▶ [Text provided]:
■ ■ ■ ■ ■
In December 2016, we, as borrower, and certain of our current and future subsidiaries, as guarantors, entered into a five-year, $1.0 billion senior secured revolving credit facility.  On March 23, 2018, the Company, each of the Company’s wholly owned subsidiaries (each as a guarantor), the Administrative Agent, and the lenders party thereto entered into Fourth Amendment to the Credit Agreement.  The Fourth Amendment, among other things, modified the Credit Agreement to increase the borrowing base from $875.0 million to $1.05 billion.

We believe we were in compliance with all the financial (interest coverage ratio and current ratio) and other covenants associated with our revolving credit facility as of June 30, 2018.

See “Note 9—Long Term Debt” of the Notes to Unaudited Condensed Consolidated Financial Statements included under “Item 1. Financial Statements” of this Quarterly Report for additional information regarding our revolving credit facility.

2025 Senior Notes

In February 2017, we completed a private placement of $350.0 million of the 2025 Senior Notes, issued at 99.244% of par and resulted in net proceeds of $338.6 million.  In September 2017, we completed another private placement of $150.0 million aggregate principal amount of the 2025 Senior Notes issued at 98.26% of par, which resulted in net proceeds of approximately $144.7 million. In April 2018, we completed the private placement of the April Notes.  The April Notes are treated as a single class of debt securities with the other outstanding 2025 Senior Notes. The April Notes were issued at a price of 102% of par.  This issuance resulted in net proceeds of approximately $201.0 million, after deducting the initial purchaser’s discount and commissions and estimated offering expenses and excluding accrued interest.  We used the net proceeds from all issuances to repay the borrowings outstanding under our revolving credit facility and for general

47


 

corporate purposes, including funding a portion of our capital expenditures.  The 2025 Senior Notes are governed by an indenture dated as of February 1, 2017, mature on February 1, 2025 and are fully and unconditionally guaranteed on a joint and several basis by all of our existing and certain future subsidiaries (subject to customary release provisions).  We have no material assets or operations that are independent of our existing subsidiaries.   There are no restrictions on the ability of the Company to obtain funds from its subsidiaries through dividends or loans.  The 2025 Senior Notes accrue interest at 6.875% per annum and payable semi-annually in arrears on February 1 and August 1 of each year.  On August 1, 2018, we made a $24.1 million interest payment on the 2025 Senior Notes.

See “Note 9—Long Term Debt” of the Notes to Unaudited Condensed Consolidated Financial Statements included under “Item 1. Financial Statements” of this Quarterly Report for additional information regarding the 2025 Senior Notes.

Commodity Derivative Contracts

Our hedging policy is designed to reduce the impact to our cash flows from commodity price volatility.

For additional information regarding the volumes of our production covered by commodity derivative contracts and the average prices at which production is hedged as of June 30, 2018, see “Note 5—Risk Management and Derivative Instruments” of the Notes to Unaudited Condensed Consolidated Financial Statements included under “Item 1. Financial Statements” of this Quarterly Report.
■ ■ ■ ■ ■
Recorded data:
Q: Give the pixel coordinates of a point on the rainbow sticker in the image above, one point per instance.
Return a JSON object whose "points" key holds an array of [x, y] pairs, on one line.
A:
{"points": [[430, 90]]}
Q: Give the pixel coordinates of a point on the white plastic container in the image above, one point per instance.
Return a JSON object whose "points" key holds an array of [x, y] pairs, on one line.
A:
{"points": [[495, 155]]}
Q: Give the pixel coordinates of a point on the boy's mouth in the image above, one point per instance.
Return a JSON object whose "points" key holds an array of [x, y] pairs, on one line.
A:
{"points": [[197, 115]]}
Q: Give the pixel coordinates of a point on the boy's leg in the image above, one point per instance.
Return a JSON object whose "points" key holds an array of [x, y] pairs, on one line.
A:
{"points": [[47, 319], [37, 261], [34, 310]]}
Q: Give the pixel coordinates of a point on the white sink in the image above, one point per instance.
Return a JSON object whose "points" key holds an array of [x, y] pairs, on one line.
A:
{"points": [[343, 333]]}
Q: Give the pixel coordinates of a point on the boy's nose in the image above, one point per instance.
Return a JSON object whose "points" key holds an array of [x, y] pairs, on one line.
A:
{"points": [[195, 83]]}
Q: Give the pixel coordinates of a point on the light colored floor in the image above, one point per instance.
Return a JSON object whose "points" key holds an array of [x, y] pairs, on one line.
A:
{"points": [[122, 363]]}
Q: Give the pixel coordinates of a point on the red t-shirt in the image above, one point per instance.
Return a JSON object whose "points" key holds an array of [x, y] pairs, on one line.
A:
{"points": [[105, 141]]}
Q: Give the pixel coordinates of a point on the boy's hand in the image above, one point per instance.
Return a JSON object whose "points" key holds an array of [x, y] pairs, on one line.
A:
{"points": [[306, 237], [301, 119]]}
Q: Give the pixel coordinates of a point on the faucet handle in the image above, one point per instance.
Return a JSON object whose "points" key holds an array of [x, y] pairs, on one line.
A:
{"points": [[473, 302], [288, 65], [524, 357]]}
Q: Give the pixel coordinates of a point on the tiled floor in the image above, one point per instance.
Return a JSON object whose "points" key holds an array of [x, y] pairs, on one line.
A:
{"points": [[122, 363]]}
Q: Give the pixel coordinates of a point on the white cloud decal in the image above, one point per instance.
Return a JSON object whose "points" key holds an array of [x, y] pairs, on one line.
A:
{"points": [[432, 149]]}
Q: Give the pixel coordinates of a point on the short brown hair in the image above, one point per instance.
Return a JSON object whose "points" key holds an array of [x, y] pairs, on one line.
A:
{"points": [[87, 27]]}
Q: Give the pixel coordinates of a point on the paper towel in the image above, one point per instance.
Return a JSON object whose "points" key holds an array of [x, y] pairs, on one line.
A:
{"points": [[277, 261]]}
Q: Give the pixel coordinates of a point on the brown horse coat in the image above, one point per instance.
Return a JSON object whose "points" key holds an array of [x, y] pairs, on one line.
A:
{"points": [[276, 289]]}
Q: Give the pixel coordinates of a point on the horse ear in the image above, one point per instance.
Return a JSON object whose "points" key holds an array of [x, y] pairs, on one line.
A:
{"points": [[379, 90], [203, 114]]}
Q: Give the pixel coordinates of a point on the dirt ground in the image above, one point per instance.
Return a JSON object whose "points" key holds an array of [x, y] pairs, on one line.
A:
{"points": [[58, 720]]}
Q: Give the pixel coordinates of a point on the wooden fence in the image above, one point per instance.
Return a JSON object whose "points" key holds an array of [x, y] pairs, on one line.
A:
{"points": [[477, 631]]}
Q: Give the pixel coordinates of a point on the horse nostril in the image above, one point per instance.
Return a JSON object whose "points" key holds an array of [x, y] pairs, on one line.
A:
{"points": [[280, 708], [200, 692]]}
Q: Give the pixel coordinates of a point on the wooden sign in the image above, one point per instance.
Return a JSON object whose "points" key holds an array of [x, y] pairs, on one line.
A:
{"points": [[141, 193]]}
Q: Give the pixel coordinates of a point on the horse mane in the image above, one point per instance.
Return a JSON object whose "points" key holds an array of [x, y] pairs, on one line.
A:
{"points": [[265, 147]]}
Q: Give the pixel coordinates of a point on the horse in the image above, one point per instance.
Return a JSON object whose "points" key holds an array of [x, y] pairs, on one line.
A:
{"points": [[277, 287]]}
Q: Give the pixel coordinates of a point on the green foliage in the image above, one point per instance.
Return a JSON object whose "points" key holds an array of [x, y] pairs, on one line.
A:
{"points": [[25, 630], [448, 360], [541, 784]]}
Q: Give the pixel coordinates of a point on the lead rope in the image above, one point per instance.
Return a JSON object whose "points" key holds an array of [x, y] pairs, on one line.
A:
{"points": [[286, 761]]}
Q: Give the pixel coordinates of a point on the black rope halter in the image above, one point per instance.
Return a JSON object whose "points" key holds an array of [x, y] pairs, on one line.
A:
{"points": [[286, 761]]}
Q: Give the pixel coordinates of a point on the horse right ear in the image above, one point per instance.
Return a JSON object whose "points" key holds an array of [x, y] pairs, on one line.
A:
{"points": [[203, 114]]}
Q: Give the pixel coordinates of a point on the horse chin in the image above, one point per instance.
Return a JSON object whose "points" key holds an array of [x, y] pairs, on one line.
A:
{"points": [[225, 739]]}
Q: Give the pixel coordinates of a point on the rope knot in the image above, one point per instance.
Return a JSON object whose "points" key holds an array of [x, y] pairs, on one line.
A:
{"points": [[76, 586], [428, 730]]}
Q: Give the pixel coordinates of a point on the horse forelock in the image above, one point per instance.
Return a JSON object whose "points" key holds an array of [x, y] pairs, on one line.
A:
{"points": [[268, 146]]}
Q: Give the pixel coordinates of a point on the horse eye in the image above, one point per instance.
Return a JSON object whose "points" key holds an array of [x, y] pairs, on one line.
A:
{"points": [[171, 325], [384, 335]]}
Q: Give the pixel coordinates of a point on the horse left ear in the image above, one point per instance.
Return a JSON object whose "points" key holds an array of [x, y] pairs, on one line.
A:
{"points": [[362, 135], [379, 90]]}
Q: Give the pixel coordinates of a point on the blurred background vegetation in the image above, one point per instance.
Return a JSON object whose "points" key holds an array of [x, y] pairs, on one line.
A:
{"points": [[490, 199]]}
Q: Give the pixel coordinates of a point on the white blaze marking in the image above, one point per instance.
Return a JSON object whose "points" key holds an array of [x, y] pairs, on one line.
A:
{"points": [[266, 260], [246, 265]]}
■ ■ ■ ■ ■
▶ [Task instructions]:
(a) In the debt financing text, what annual interest rate do the 2025 Senior Notes accrue?
(b) List each issue price, as a percentage of par, that the debt financing text gives for a private placement of the 2025 Senior Notes, with the month and year of that placement.
Work only from the debt financing text.

▶ [Solutions per task]:
(a) 6.875% per annum.

(b)
- February 2017: 99.244% of par
- September 2017: 98.26% of par
- April 2018: 102% of par